[Excerpts of pointing data]
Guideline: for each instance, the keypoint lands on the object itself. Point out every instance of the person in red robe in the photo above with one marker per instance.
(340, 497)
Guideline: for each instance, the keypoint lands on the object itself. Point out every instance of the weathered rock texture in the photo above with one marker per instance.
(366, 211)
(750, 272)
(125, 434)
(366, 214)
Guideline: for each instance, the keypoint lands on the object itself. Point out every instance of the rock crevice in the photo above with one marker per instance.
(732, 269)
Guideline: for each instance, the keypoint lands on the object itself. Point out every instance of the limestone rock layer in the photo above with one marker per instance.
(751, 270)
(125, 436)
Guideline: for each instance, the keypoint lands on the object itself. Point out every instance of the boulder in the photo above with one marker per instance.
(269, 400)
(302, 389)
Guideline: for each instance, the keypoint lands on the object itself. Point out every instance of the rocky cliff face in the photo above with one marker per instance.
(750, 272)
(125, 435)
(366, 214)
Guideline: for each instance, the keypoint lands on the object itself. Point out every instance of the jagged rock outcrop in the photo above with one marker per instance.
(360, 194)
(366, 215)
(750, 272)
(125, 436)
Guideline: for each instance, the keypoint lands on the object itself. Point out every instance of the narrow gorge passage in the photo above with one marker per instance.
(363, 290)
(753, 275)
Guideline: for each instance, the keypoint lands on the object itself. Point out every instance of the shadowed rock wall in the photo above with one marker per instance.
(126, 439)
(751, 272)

REQUIREMENT → Reproduce precisely the span of lines that begins at the line containing "of the jagged" and ends with the last line of the listing.

RESPONSE BELOW →
Guideline: for each instance, the keypoint lands on the object itself. Point out every instance of the jagged rock outcrop in the photo above with one marker per instance.
(360, 194)
(366, 215)
(750, 272)
(125, 436)
Guideline: for each instance, the keypoint lands on the object itself. Point out every instance of the narrow gorge passage in the photo above with one marker per instance.
(363, 290)
(753, 275)
Guideline: for each instance, the keypoint lands on the object itself. Point out every instance of the shadowed rock wall in the photo above with one marker per instance.
(126, 439)
(751, 272)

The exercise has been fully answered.